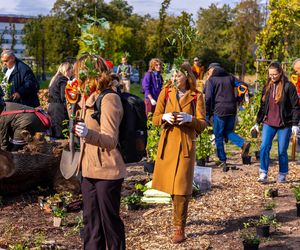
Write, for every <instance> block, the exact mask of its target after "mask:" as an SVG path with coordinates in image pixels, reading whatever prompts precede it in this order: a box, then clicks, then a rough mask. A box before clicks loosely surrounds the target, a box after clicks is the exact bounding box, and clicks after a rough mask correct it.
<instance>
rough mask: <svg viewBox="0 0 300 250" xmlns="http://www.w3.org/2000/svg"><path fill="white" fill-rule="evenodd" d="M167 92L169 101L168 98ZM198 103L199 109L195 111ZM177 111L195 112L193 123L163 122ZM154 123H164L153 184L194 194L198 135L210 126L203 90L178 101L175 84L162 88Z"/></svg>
mask: <svg viewBox="0 0 300 250" xmlns="http://www.w3.org/2000/svg"><path fill="white" fill-rule="evenodd" d="M167 91H168V92H169V93H168V96H169V97H168V98H167V99H168V100H166V92H167ZM195 95H196V96H197V100H196V105H195V101H194V96H195ZM195 106H196V110H194V109H195ZM174 111H176V112H186V113H188V114H191V115H193V120H192V122H189V123H184V124H182V125H170V124H168V123H166V122H165V121H162V116H163V114H164V113H169V112H174ZM153 124H154V125H162V127H163V129H162V133H161V137H160V140H159V145H158V153H157V157H156V161H155V168H154V173H153V181H152V187H153V188H154V189H158V190H160V191H163V192H166V193H169V194H171V195H173V194H174V195H190V194H192V184H193V176H194V165H195V149H196V135H197V133H200V132H201V131H203V130H204V129H205V127H206V122H205V103H204V99H203V95H202V93H201V92H198V93H196V92H194V91H190V90H188V91H187V92H186V93H185V95H184V96H183V97H181V99H180V100H179V101H178V100H177V98H176V90H175V89H174V88H173V87H169V88H164V89H162V91H161V93H160V95H159V97H158V100H157V105H156V109H155V112H154V114H153Z"/></svg>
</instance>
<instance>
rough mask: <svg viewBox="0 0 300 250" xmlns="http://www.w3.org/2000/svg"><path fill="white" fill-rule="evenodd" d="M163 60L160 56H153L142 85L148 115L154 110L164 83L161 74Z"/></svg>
mask: <svg viewBox="0 0 300 250" xmlns="http://www.w3.org/2000/svg"><path fill="white" fill-rule="evenodd" d="M161 67H162V62H161V60H159V59H158V58H153V59H151V61H150V62H149V70H148V71H147V72H146V74H145V76H144V78H143V82H142V86H143V90H144V93H145V106H146V115H147V116H148V113H149V112H152V113H153V112H154V110H155V106H156V101H157V98H158V95H159V93H160V91H161V88H162V85H163V78H162V75H161V72H160V71H161Z"/></svg>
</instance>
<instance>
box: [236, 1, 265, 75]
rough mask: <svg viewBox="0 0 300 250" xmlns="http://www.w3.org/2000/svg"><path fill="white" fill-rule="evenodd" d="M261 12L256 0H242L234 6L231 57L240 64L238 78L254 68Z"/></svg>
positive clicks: (237, 65) (260, 24) (261, 14)
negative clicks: (256, 39)
mask: <svg viewBox="0 0 300 250" xmlns="http://www.w3.org/2000/svg"><path fill="white" fill-rule="evenodd" d="M261 22H262V14H261V12H260V6H259V4H258V2H257V0H242V1H241V2H240V3H238V4H237V5H236V7H235V8H234V22H233V26H232V29H231V31H232V39H231V42H232V53H231V58H232V59H233V60H234V61H235V64H236V66H240V67H239V68H240V70H238V71H239V73H240V78H243V76H244V74H245V70H246V66H247V69H248V71H249V70H251V69H252V71H253V70H254V55H255V53H254V51H255V38H256V35H257V34H258V32H259V30H260V29H261V27H260V25H261Z"/></svg>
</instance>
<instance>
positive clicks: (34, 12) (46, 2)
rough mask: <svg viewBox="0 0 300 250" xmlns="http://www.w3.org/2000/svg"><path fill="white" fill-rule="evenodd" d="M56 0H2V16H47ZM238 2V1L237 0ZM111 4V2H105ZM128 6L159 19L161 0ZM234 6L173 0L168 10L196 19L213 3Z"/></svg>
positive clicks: (138, 11)
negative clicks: (25, 15) (210, 4)
mask: <svg viewBox="0 0 300 250" xmlns="http://www.w3.org/2000/svg"><path fill="white" fill-rule="evenodd" d="M55 1H56V0H26V1H25V0H13V1H10V2H9V4H7V2H8V0H0V6H1V7H0V14H16V15H39V14H43V15H47V14H49V13H50V10H51V9H52V7H53V4H54V3H55ZM236 1H237V0H236ZM105 2H110V0H105ZM127 2H128V4H129V5H131V6H133V11H134V12H135V13H138V14H140V15H146V14H150V15H151V16H154V17H158V12H159V9H160V7H161V0H127ZM213 2H214V3H219V4H220V5H222V4H224V3H228V4H233V3H235V1H230V0H172V1H171V4H170V7H169V8H168V13H169V14H174V15H179V14H180V13H181V11H186V12H189V13H192V14H193V16H194V18H196V16H197V11H198V10H199V8H200V7H204V8H205V7H207V6H209V5H210V4H211V3H213Z"/></svg>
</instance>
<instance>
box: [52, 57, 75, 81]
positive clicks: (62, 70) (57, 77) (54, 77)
mask: <svg viewBox="0 0 300 250" xmlns="http://www.w3.org/2000/svg"><path fill="white" fill-rule="evenodd" d="M71 68H72V64H71V63H69V62H64V63H62V64H61V65H59V66H58V69H57V72H56V73H55V75H54V76H53V77H52V79H51V81H50V83H49V87H50V86H51V85H52V84H53V83H54V82H55V81H56V80H57V78H58V77H60V76H62V75H63V76H65V77H67V72H68V71H69V70H70V69H71Z"/></svg>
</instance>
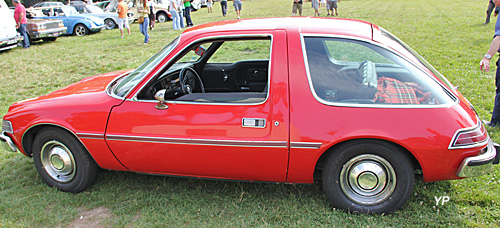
--*--
- **Exercise**: In how many lines of the entries above does the word "rough" appear, with case counting? Give only the number.

- **Result of this exercise**: 5